+++ TRECHO SELECIONADO +++
De um lado de uma ponte precária, num trecho estreito do rio Eufrates, famílias em pânico fugindo da facção Estado Islâmico (EI) na expectativa de sair da província de Anbar e alcançar a segurança de Bagdá.
Do outro lado, soldados do Exército iraquiano e milicianos xiitas cumprindo ordens de manter a ponte fechada, por medo de que os militantes sunitas se infiltrassem entre os refugiados.
“É como se o outro lado fosse a Europa e este fosse a Ásia”, disse Ehab Talib, 27, que esperava parentes vindos de Anbar, região dominada por sunitas cuja capital, Ramadi, caiu recentemente nas mãos do EI.
Com novas levas de civis fugindo da violência em Anbar, hoje já há mais refugiados internos iraquianos —quase 3 milhões— do que no auge da luta sectária que se seguiu à invasão americana, quando milhões de iraquianos fugiram para a Síria.
Entrar no país vizinho hoje é impossível devido à guerra civil síria. Já no Iraque as autoridades xiitas restringem os lugares aonde os refugiados sunitas podem ir.
“Somos todos iraquianos”, disse o auxiliar médico Marwan Abdul, em frente à clínica móvel na qual trabalha. “Isso não aconteceria em nenhum outro país.”
A violência desencadeada pelos militantes sunitas do EI atingiu desproporcionalmente outros sunitas. Quase 85% dos refugiados internos seguem esse ramo do islã. Porém, quando eles buscam segurança em áreas dominadas por xiitas, inclusive Bagdá, são frequentemente tratados como ameaças.
Críticos dizem que o governo, em vez de aproveitar a crise e atrair a minoria sunita para o seu lado, piorou a divisão sectária do país e corre o risco de se indispor com esse grupo —especialmente homens jovens— ao restringir seus movimentos dentro do país.
Mesmo nos dias em que a ponte está aberta, por exemplo, nem todos conseguem chegar até áreas seguras. Para alcançar Bagdá, os civis de Anbar precisam ter um responsável na capital capaz de ir até eles e trazê-los para a cidade, como Talib tentava fazer.
Alguns moradores de Bagdá vêm explorando esse sistema, cobrando US$ 700 para ser esse contato, segundo a ONG Comitê Internacional de Resgate. O grupo advertiu que as retenções e os controles militares nos arredores de Bagdá estão obrigando as pessoas a voltarem para áreas onde a luta está sendo travada.
Mesmo na região curda do norte, há muito tempo um refúgio para civis que fogem da turbulência do Iraque, as autoridades relutam em aceitar um grande número de árabes, piorando as divisões étnicas do país e aumentando a sensação de que a própria coesão do Iraque está em risco.
+++
→ TAREFAS PROPOSTAS
1. Reescreva de forma mais concisa o parágrafo do trecho sobre os refugiados iraquianos que começa por "Mesmo nos dias em que a ponte está aberta", preservando seus fatos principais.
2. Prossiga o trecho sobre os refugiados iraquianos a partir de sua última frase.
As linhas não guardam qualquer relação com estas tarefas.
+++ LINHAS REGISTRADAS +++
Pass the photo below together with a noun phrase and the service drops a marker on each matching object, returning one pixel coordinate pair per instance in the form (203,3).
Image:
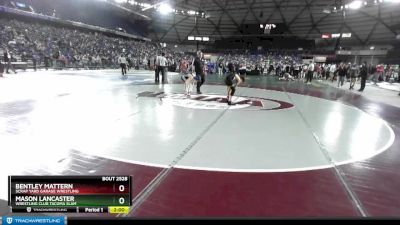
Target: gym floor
(285,149)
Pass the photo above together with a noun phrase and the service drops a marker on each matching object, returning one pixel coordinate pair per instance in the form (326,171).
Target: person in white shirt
(161,63)
(310,72)
(122,63)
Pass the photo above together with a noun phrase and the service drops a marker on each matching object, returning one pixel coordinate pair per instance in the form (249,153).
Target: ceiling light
(165,9)
(355,5)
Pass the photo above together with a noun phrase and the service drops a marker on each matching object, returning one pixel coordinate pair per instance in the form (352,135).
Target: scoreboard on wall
(69,194)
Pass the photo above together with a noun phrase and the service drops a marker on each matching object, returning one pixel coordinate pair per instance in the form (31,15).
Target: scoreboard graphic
(69,194)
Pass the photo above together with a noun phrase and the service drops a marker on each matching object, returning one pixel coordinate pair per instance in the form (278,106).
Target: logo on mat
(215,101)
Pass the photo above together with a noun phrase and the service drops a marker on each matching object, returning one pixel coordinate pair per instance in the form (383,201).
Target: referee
(199,70)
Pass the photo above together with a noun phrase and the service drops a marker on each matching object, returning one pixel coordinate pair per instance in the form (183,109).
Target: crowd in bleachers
(60,47)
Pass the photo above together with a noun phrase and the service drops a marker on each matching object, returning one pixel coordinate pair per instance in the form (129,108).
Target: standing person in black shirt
(7,59)
(363,75)
(199,70)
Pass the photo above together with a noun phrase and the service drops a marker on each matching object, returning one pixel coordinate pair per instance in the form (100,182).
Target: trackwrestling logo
(214,101)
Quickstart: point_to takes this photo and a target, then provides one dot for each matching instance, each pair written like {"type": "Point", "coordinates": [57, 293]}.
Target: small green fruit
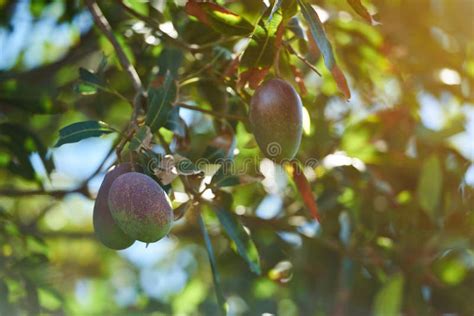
{"type": "Point", "coordinates": [140, 207]}
{"type": "Point", "coordinates": [276, 116]}
{"type": "Point", "coordinates": [105, 227]}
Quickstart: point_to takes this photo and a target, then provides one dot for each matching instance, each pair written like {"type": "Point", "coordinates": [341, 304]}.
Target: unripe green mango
{"type": "Point", "coordinates": [140, 207]}
{"type": "Point", "coordinates": [105, 227]}
{"type": "Point", "coordinates": [276, 116]}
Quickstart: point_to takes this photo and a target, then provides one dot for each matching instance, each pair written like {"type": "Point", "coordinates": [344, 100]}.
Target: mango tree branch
{"type": "Point", "coordinates": [213, 113]}
{"type": "Point", "coordinates": [106, 29]}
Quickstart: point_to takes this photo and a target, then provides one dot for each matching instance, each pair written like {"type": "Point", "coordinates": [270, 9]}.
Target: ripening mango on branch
{"type": "Point", "coordinates": [105, 227]}
{"type": "Point", "coordinates": [276, 116]}
{"type": "Point", "coordinates": [140, 207]}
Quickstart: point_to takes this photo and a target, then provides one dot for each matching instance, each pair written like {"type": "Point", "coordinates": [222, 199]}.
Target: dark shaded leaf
{"type": "Point", "coordinates": [213, 263]}
{"type": "Point", "coordinates": [175, 123]}
{"type": "Point", "coordinates": [430, 185]}
{"type": "Point", "coordinates": [142, 139]}
{"type": "Point", "coordinates": [160, 103]}
{"type": "Point", "coordinates": [388, 300]}
{"type": "Point", "coordinates": [82, 130]}
{"type": "Point", "coordinates": [90, 77]}
{"type": "Point", "coordinates": [170, 60]}
{"type": "Point", "coordinates": [304, 188]}
{"type": "Point", "coordinates": [319, 36]}
{"type": "Point", "coordinates": [236, 232]}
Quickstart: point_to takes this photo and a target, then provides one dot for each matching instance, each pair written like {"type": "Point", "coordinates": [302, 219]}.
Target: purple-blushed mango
{"type": "Point", "coordinates": [105, 227]}
{"type": "Point", "coordinates": [140, 207]}
{"type": "Point", "coordinates": [276, 116]}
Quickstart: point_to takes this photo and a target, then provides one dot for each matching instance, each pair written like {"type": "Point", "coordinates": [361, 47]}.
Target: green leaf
{"type": "Point", "coordinates": [388, 300]}
{"type": "Point", "coordinates": [219, 18]}
{"type": "Point", "coordinates": [262, 47]}
{"type": "Point", "coordinates": [275, 8]}
{"type": "Point", "coordinates": [236, 232]}
{"type": "Point", "coordinates": [82, 130]}
{"type": "Point", "coordinates": [19, 143]}
{"type": "Point", "coordinates": [141, 139]}
{"type": "Point", "coordinates": [430, 185]}
{"type": "Point", "coordinates": [213, 263]}
{"type": "Point", "coordinates": [90, 77]}
{"type": "Point", "coordinates": [319, 36]}
{"type": "Point", "coordinates": [139, 6]}
{"type": "Point", "coordinates": [160, 103]}
{"type": "Point", "coordinates": [175, 123]}
{"type": "Point", "coordinates": [85, 89]}
{"type": "Point", "coordinates": [170, 59]}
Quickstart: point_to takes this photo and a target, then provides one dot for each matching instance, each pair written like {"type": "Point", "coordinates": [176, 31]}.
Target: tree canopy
{"type": "Point", "coordinates": [374, 215]}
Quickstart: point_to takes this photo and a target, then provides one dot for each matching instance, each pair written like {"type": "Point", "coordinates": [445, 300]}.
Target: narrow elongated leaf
{"type": "Point", "coordinates": [219, 18]}
{"type": "Point", "coordinates": [142, 139]}
{"type": "Point", "coordinates": [276, 6]}
{"type": "Point", "coordinates": [319, 36]}
{"type": "Point", "coordinates": [304, 189]}
{"type": "Point", "coordinates": [430, 185]}
{"type": "Point", "coordinates": [82, 130]}
{"type": "Point", "coordinates": [361, 10]}
{"type": "Point", "coordinates": [213, 263]}
{"type": "Point", "coordinates": [262, 47]}
{"type": "Point", "coordinates": [170, 59]}
{"type": "Point", "coordinates": [261, 50]}
{"type": "Point", "coordinates": [160, 102]}
{"type": "Point", "coordinates": [175, 123]}
{"type": "Point", "coordinates": [19, 144]}
{"type": "Point", "coordinates": [90, 77]}
{"type": "Point", "coordinates": [236, 232]}
{"type": "Point", "coordinates": [388, 300]}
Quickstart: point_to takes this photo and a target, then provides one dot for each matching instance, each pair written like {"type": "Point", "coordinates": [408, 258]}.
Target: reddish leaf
{"type": "Point", "coordinates": [305, 190]}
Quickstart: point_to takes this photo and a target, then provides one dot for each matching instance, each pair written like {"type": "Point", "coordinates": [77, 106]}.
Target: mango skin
{"type": "Point", "coordinates": [276, 117]}
{"type": "Point", "coordinates": [140, 207]}
{"type": "Point", "coordinates": [105, 227]}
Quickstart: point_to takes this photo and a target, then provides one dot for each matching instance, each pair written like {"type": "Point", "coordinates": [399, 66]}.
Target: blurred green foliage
{"type": "Point", "coordinates": [397, 218]}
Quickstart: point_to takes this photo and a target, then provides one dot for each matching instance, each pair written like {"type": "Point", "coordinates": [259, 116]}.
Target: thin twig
{"type": "Point", "coordinates": [55, 193]}
{"type": "Point", "coordinates": [304, 60]}
{"type": "Point", "coordinates": [106, 29]}
{"type": "Point", "coordinates": [213, 113]}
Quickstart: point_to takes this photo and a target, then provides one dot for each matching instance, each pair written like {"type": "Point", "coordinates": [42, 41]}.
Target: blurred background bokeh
{"type": "Point", "coordinates": [394, 182]}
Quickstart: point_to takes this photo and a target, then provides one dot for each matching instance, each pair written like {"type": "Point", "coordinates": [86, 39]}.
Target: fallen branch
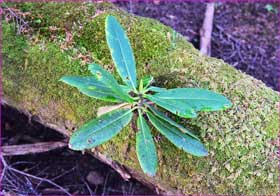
{"type": "Point", "coordinates": [6, 168]}
{"type": "Point", "coordinates": [31, 148]}
{"type": "Point", "coordinates": [206, 30]}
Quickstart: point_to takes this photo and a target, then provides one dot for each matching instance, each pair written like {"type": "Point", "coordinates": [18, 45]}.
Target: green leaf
{"type": "Point", "coordinates": [147, 80]}
{"type": "Point", "coordinates": [100, 130]}
{"type": "Point", "coordinates": [197, 98]}
{"type": "Point", "coordinates": [145, 147]}
{"type": "Point", "coordinates": [121, 51]}
{"type": "Point", "coordinates": [172, 122]}
{"type": "Point", "coordinates": [156, 89]}
{"type": "Point", "coordinates": [106, 78]}
{"type": "Point", "coordinates": [92, 87]}
{"type": "Point", "coordinates": [175, 106]}
{"type": "Point", "coordinates": [179, 139]}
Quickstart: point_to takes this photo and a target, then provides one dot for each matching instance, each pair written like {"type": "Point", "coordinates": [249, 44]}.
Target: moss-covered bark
{"type": "Point", "coordinates": [241, 140]}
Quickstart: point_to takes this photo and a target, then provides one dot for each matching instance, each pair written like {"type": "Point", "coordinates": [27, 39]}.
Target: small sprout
{"type": "Point", "coordinates": [98, 75]}
{"type": "Point", "coordinates": [141, 98]}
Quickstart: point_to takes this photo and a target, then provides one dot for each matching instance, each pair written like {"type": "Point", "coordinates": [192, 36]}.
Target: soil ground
{"type": "Point", "coordinates": [244, 35]}
{"type": "Point", "coordinates": [77, 173]}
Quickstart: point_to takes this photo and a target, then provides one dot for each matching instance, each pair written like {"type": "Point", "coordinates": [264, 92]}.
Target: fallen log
{"type": "Point", "coordinates": [241, 141]}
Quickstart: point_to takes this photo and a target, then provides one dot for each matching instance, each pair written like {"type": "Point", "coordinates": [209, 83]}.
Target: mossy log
{"type": "Point", "coordinates": [241, 141]}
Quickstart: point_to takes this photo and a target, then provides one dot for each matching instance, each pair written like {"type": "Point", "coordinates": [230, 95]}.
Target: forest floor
{"type": "Point", "coordinates": [244, 35]}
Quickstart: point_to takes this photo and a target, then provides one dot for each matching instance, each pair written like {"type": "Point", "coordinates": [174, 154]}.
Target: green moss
{"type": "Point", "coordinates": [242, 158]}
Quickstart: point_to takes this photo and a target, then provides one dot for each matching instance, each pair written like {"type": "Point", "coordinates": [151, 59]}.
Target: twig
{"type": "Point", "coordinates": [31, 148]}
{"type": "Point", "coordinates": [206, 30]}
{"type": "Point", "coordinates": [8, 168]}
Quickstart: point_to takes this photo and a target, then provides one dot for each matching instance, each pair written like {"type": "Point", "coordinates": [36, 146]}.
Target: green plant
{"type": "Point", "coordinates": [142, 99]}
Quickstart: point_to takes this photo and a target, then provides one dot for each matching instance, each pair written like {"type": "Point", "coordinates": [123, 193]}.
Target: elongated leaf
{"type": "Point", "coordinates": [100, 130]}
{"type": "Point", "coordinates": [92, 87]}
{"type": "Point", "coordinates": [197, 98]}
{"type": "Point", "coordinates": [106, 78]}
{"type": "Point", "coordinates": [110, 108]}
{"type": "Point", "coordinates": [145, 147]}
{"type": "Point", "coordinates": [179, 139]}
{"type": "Point", "coordinates": [157, 89]}
{"type": "Point", "coordinates": [121, 51]}
{"type": "Point", "coordinates": [172, 122]}
{"type": "Point", "coordinates": [147, 80]}
{"type": "Point", "coordinates": [177, 107]}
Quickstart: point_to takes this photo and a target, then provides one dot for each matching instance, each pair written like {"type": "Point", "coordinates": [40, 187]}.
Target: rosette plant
{"type": "Point", "coordinates": [141, 98]}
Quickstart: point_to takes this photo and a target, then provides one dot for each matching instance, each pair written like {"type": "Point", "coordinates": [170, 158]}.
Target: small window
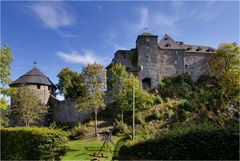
{"type": "Point", "coordinates": [168, 45]}
{"type": "Point", "coordinates": [198, 49]}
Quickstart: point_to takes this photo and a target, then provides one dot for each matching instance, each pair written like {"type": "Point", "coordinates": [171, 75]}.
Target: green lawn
{"type": "Point", "coordinates": [81, 149]}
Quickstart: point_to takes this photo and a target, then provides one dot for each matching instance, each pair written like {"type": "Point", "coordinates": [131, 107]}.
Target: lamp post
{"type": "Point", "coordinates": [133, 92]}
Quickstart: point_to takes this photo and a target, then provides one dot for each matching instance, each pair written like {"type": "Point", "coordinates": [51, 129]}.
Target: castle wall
{"type": "Point", "coordinates": [42, 91]}
{"type": "Point", "coordinates": [170, 62]}
{"type": "Point", "coordinates": [147, 49]}
{"type": "Point", "coordinates": [66, 112]}
{"type": "Point", "coordinates": [196, 64]}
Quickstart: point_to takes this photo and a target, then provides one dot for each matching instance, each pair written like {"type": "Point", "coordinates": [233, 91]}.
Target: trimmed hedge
+++
→ RESPOSTAS DOS EXERCÍCIOS
1. Nem todos os civis de Anbar alcançam áreas seguras, mesmo com a ponte aberta. Para entrar em Bagdá, precisam de um responsável na capital que vá buscá-los, como Talib tentava fazer.

2.
A situação, em meio aos esforços para derrotar o EI, complicou ainda mais o desafio de conciliar xiitas e sunitas no Iraque.
Funcionários do governo iraquiano dizem que a preocupação com as possíveis ameaças representadas por refugiados internos é legítima, pois o EI está profundamente enraizado em Anbar e conta com algum apoio entre os cidadãos locais. Alguns chegam inclusive a atribuir recentes atentados com carros-bombas a moradores que deixaram Anbar.
Em Bagdá, milhares de civis sunitas que fugiram da violência em Anbar estão vivendo em 32 mesquitas espalhadas pela cidade, basicamente numa quarentena.
“O governo, quando vê qualquer identificação de Anbar, pergunta: ‘O que você está fazendo?’”, disse Imad Jassim, diretor da Umm al-Qura, maior mesquita sunita da capital, onde cerca de 900 pessoas de Anbar estão abrigadas.
Jassim as aconselha a não deixar as instalações da mesquita.
“Para ser honesto, estamos com medo”, disse. “Talvez alguns milicianos estejam por aí e poderiam matá-los.”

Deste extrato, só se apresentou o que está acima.